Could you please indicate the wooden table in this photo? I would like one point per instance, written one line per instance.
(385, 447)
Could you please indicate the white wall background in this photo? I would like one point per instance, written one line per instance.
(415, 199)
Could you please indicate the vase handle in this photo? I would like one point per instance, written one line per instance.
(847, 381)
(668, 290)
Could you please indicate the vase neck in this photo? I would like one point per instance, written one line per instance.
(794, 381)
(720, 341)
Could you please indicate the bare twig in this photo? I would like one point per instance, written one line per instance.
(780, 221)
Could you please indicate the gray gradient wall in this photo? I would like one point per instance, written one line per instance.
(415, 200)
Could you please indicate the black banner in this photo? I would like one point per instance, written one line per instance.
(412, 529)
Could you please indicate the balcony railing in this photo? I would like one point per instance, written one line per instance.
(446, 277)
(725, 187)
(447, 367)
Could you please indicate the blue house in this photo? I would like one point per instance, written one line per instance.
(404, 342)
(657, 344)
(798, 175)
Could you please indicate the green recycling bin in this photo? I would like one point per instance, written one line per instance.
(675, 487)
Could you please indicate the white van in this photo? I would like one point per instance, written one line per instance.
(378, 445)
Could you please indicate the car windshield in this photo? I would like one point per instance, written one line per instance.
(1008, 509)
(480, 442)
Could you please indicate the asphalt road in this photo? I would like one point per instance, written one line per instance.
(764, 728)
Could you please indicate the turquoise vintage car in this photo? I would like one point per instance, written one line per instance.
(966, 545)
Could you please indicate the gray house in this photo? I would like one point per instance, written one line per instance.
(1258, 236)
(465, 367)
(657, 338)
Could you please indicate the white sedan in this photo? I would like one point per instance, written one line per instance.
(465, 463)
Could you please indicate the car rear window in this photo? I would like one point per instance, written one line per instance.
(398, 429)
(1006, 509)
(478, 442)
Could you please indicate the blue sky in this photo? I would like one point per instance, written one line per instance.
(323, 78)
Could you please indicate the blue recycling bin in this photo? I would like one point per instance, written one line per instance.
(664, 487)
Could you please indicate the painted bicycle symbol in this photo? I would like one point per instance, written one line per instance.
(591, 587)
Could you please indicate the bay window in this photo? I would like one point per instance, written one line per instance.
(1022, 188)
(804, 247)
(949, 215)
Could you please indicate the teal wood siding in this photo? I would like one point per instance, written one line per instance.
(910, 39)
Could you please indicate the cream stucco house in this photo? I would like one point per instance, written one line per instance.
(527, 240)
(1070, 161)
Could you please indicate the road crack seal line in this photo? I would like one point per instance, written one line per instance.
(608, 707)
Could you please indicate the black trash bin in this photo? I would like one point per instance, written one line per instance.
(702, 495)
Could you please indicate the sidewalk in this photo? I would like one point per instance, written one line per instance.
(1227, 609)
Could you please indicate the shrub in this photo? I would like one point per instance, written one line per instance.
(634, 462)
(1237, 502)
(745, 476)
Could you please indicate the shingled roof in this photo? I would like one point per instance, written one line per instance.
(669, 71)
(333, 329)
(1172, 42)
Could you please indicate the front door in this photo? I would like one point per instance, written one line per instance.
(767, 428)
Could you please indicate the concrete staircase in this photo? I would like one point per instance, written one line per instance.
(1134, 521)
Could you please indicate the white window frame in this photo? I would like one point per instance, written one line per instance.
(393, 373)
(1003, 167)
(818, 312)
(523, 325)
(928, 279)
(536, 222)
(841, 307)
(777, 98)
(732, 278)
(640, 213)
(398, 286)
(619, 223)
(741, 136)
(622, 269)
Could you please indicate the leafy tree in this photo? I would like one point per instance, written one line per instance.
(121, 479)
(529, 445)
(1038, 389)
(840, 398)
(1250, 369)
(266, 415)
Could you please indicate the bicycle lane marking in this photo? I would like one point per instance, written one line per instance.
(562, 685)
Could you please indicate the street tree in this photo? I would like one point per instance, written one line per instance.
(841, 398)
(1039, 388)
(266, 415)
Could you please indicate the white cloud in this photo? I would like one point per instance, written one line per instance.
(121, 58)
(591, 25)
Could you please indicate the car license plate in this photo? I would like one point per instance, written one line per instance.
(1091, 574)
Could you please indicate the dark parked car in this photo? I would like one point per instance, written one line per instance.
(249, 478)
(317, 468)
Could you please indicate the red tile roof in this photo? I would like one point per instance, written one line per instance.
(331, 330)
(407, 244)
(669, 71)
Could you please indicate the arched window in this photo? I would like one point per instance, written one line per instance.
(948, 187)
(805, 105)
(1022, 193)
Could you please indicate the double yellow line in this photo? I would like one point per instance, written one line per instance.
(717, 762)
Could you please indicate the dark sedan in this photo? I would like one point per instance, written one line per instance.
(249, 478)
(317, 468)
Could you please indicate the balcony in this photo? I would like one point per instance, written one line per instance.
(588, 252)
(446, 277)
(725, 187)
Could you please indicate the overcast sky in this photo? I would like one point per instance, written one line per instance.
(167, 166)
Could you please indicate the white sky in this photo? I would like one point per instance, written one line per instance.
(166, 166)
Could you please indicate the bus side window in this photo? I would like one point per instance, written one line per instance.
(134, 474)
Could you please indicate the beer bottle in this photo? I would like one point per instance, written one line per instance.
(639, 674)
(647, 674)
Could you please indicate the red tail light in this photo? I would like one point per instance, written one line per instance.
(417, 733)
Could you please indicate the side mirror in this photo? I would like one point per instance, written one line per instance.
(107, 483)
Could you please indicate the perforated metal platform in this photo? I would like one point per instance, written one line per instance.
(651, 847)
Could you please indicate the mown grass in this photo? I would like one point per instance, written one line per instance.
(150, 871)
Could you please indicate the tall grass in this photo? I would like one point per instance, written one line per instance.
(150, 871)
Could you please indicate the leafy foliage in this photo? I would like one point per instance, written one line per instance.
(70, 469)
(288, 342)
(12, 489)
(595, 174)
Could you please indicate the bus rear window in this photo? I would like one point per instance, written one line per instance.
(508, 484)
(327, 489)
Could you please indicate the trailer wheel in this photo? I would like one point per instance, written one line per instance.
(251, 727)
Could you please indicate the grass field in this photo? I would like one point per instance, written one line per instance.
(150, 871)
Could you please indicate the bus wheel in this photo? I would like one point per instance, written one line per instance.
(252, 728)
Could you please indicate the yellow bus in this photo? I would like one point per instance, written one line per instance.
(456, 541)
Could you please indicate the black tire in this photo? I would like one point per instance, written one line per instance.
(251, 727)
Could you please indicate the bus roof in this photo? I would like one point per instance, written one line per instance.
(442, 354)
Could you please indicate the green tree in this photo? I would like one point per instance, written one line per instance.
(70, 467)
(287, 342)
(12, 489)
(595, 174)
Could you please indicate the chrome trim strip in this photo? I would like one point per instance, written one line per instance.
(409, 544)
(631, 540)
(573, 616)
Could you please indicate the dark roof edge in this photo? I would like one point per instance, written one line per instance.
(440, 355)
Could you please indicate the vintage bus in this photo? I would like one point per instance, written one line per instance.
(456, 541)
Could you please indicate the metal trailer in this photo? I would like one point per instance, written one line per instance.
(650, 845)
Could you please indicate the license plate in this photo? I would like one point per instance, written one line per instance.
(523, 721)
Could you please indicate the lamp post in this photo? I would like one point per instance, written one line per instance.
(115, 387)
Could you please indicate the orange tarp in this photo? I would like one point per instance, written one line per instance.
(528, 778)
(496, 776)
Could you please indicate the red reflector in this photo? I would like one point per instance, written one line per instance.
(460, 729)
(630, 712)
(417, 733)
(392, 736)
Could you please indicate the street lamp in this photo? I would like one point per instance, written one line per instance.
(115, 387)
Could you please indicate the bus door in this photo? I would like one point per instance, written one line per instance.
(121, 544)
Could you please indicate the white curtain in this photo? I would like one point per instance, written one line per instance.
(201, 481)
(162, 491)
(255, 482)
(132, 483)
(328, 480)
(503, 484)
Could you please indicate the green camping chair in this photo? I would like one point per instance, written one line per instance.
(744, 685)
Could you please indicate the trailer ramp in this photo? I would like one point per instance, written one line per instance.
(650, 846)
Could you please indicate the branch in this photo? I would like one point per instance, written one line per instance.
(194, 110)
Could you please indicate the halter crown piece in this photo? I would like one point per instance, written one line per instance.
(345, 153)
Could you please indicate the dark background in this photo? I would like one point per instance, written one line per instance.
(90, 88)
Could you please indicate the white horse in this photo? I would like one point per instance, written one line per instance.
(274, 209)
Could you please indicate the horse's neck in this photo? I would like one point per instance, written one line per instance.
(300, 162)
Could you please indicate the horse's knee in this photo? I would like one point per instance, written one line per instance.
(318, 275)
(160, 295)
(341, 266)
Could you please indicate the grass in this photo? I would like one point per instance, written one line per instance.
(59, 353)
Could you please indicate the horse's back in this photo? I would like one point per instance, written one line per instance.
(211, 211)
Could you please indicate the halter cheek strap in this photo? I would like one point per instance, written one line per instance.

=-=-=

DIRECTIONS — Rewrite the listing between the lines holding "Could you please indicate the shrub" and "(1134, 521)", inclusive, with "shingled roof" changed to "tiled roof" and everything else left the same.

ANSWER BELOW —
Could you please indicate the shrub in this photo? I would like one point per instance, written one line per instance.
(634, 462)
(1237, 502)
(745, 476)
Could you please indicate the tiled roof in this photo? I would like one point per instance, written one line per instance.
(669, 71)
(333, 329)
(1172, 42)
Could you please indicate the front door in this photo? I would like one point per instance, written one line per instance.
(767, 428)
Could you please indicate the concrete staircase in this photo? I would like one point per instance, written one line per instance.
(1134, 521)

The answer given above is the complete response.